DATA FOR THE TASK:
Segment Open

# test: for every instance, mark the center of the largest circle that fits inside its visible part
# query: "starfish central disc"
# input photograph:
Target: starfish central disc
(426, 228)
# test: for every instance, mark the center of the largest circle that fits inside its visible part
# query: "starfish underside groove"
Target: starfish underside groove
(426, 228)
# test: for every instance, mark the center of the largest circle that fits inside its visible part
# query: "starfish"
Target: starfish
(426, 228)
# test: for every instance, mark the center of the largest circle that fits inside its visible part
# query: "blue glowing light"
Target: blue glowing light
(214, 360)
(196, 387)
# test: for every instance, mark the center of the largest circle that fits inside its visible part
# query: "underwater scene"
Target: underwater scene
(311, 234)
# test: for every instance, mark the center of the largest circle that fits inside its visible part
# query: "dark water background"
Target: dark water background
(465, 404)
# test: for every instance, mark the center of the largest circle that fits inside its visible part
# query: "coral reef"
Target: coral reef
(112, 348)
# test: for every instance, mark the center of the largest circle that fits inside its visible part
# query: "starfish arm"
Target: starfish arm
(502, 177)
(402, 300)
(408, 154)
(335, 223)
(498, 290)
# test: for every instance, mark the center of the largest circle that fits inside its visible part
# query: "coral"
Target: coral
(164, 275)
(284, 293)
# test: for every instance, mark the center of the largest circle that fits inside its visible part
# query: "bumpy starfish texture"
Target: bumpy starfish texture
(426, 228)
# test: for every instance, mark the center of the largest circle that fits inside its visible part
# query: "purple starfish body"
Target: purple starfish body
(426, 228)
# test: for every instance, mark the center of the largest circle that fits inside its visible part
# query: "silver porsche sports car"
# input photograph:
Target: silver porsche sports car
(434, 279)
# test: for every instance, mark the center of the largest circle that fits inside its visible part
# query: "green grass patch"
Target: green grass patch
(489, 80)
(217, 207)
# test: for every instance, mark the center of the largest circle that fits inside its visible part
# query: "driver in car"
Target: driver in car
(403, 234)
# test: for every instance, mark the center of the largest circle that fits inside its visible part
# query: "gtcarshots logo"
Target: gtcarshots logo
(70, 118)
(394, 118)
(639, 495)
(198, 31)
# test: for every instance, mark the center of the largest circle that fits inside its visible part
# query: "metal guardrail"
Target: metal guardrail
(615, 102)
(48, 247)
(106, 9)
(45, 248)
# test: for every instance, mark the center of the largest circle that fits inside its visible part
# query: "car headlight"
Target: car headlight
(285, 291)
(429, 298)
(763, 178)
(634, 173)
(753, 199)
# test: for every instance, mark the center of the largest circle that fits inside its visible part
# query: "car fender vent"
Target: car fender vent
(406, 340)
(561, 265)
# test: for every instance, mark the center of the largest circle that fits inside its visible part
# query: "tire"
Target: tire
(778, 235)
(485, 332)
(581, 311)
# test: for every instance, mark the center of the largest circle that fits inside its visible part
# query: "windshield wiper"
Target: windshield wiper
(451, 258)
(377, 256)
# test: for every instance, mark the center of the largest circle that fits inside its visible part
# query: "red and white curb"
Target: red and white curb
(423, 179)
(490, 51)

Segment Closed

EXERCISE: Each line of the listing needs to be transcribed exactly.

WRITTEN REPLY:
# test: for every instance, mark the center of the largest circle that fits inside its visible part
# query: "starfish central disc"
# input photograph:
Target: starfish central disc
(426, 228)
# test: for every instance, mark the center of the largest circle that fits inside its visible part
# query: "starfish underside groove"
Target: starfish underside groove
(426, 228)
# test: for every instance, mark the center of the largest circle that fits inside its visible part
# query: "starfish"
Target: starfish
(426, 228)
# test: for every instance, mark the center of the largest circle that fits inside its visible part
# query: "blue glowing light"
Target: blue glowing light
(214, 360)
(196, 387)
# test: for every instance, mark the center of the largest circle that fits inside its visible part
# query: "underwater scene"
Target: underwater scene
(311, 234)
# test: for every instance, mark the center of the largest circle that fits inside its visible part
# query: "dark water background"
Target: dark water background
(465, 404)
# test: for every instance, mark the center of the largest circle that fits inside its visible part
# query: "coral reef"
Target: coral reef
(112, 348)
# test: for every instance, mark the center of the largest circle that fits inside its visible part
# query: "starfish arm"
Target: starfish arm
(502, 177)
(402, 300)
(408, 154)
(335, 223)
(498, 290)
# test: for every instance, mark the center of the largest circle that fits inside its visible part
# query: "coral"
Target: coral
(164, 275)
(284, 293)
# test: for every instance, mark the center of the largest circle that fits inside its visible part
# query: "bumpy starfish texture"
Target: bumpy starfish texture
(426, 228)
# test: for every instance, mark the center of the largest circle that fits inside its visible part
# query: "purple starfish body"
Target: purple starfish body
(426, 228)
# test: for every instance, mark the center of the largest circle that fits inside its visible part
# query: "silver porsche sports car"
# input photograph:
Target: silver porsche sports car
(434, 279)
# test: for every instance, mark the center of the largest circle that fits inside its visible part
# query: "green grass patch"
Target: green grass patch
(489, 80)
(217, 207)
# test: for every instance, mark the center of the largest circle that fits inside its visible part
# query: "driver in car"
Target: driver in car
(403, 234)
# test: for every instance, mark the center of the largest circle that fits inside its visible part
# query: "gtcarshots logo"
Target: gtcarshots logo
(70, 118)
(394, 118)
(639, 495)
(198, 31)
# test: for every instance, mark the center of the largest circle that fits inside its visible part
# query: "metal guardrail"
Target: metal guardrail
(615, 102)
(48, 247)
(106, 9)
(45, 248)
# test: for every instance, mark the center of the largest circle that fits inside its visible part
# query: "car headlight"
Target: car headlight
(285, 291)
(429, 298)
(763, 178)
(634, 173)
(753, 199)
# test: for every instance, mark the center of the largest circle that fits inside its visible part
# query: "car fender vent"
Target: car fender vent
(406, 340)
(561, 265)
# test: for every instance, mark the center of the largest circle that fits inside its visible part
# query: "tire"
Target: tire
(778, 235)
(485, 332)
(581, 311)
# test: for every instance, mark the center of the largest circle that fits inside its visible part
# query: "windshield wiper"
Target: windshield wiper
(451, 258)
(377, 256)
# test: for every instance, mark the center of the largest circle that fits inside its visible part
# query: "red and white curb"
Target: red and white curb
(423, 179)
(490, 51)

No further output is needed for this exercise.